Dataset Block Start

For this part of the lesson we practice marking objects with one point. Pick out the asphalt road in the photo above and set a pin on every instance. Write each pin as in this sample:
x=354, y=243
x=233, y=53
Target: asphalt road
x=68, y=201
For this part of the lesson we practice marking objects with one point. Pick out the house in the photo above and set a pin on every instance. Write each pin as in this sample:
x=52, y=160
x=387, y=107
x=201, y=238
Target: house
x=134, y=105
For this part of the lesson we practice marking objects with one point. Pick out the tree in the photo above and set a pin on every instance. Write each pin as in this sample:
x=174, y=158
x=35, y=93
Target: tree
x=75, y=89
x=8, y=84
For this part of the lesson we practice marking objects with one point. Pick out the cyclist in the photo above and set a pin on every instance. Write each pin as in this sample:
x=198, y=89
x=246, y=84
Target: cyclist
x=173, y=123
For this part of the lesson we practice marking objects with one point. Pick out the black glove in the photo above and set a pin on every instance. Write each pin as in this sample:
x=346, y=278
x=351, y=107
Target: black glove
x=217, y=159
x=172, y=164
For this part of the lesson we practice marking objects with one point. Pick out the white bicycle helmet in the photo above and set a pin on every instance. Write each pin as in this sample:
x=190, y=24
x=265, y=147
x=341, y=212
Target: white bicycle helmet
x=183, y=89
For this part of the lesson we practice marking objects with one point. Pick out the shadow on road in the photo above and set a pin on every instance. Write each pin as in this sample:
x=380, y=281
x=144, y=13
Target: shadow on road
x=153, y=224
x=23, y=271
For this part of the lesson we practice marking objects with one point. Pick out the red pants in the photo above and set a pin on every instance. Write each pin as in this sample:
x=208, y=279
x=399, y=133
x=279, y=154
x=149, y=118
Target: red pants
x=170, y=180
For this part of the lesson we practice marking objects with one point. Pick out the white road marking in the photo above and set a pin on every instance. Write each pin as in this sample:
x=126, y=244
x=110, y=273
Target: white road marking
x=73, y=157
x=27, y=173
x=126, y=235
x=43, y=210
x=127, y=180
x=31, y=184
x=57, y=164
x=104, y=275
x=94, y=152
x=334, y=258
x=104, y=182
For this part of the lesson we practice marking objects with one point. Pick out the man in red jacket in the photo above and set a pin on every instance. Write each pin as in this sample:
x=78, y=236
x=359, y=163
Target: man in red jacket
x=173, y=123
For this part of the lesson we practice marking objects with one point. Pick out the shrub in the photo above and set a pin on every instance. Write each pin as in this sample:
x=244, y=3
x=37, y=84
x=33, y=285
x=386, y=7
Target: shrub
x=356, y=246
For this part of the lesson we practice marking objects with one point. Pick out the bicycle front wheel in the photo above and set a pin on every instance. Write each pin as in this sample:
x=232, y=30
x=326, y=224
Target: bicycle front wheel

Dataset Block End

### Assigned task
Returned text must match every record word for word.

### Output for this exercise
For this part of the lesson we practice marking objects with one point. Pick out the asphalt road in the photo above and set a pin on every instance. Write each pin as in this sample:
x=354, y=243
x=233, y=53
Target: asphalt road
x=68, y=201
For this part of the lesson we practice marking objects with one point. Pick out the house in the photo above and set a pin on every instance. Write each pin as in this sample:
x=52, y=160
x=387, y=107
x=201, y=238
Target: house
x=134, y=105
For this part of the lesson we practice marking objects with one point. Pick out the tree in the photo above and set a pin on every instance. Write each pin as in this sample:
x=174, y=158
x=35, y=93
Target: tree
x=75, y=89
x=8, y=84
For this part of the lesson we practice marking objects with one point. Pick out the cyclist in the photo above and set a pin on every instance. Write each pin as in this sample:
x=198, y=89
x=246, y=84
Target: cyclist
x=173, y=123
For this part of the lesson we practice marking objects with one point. Pick out the black glove in the photo above and set a pin on every instance. Write each pin as in this sample:
x=346, y=278
x=351, y=107
Target: black glove
x=217, y=159
x=172, y=164
For this part of the lesson we practice marking objects with one point. Pick out the white bicycle helmet in the photo above and set a pin on every instance. Write each pin as in this sample:
x=190, y=24
x=265, y=147
x=341, y=212
Target: white bicycle helmet
x=183, y=89
For this part of the lesson we practice marking objects with one point. Pick out the shadow on road in the photo above and set a pin on every instance. Write each pin as in this sample:
x=380, y=281
x=144, y=13
Target: shadow on road
x=153, y=224
x=23, y=271
For this part of the lesson we practice marking objects with one point. Pick out the red pants in the photo above and set a pin on every instance. Write each pin as in this sample:
x=208, y=279
x=399, y=133
x=279, y=154
x=149, y=118
Target: red pants
x=170, y=180
For this part of the lesson we practice marking objects with one point. Pick out the white road marking in the photo above and set a pin on every instance. Write each pin as in this sample:
x=126, y=244
x=110, y=273
Target: white road marking
x=73, y=157
x=27, y=173
x=126, y=235
x=43, y=210
x=127, y=180
x=31, y=184
x=57, y=164
x=104, y=275
x=94, y=152
x=334, y=258
x=104, y=182
For this part of the lesson we practice marking objects with one point. Pick out the man in red jacket in the photo above and set a pin on every instance. Write each pin as in this sample:
x=78, y=236
x=359, y=163
Target: man in red jacket
x=173, y=123
For this part of the lesson we practice marking objects with one point. Pick out the shrub in the photo above and set a pin on every instance. Write each pin as in this sample:
x=244, y=3
x=37, y=84
x=33, y=285
x=386, y=7
Target: shrub
x=356, y=246
For this part of the lesson we practice marking objects with one point. Pick out the bicycle front wheel in the photo above and set a pin on every instance. Write each pin as in this sample:
x=232, y=30
x=326, y=224
Target: bicycle front wheel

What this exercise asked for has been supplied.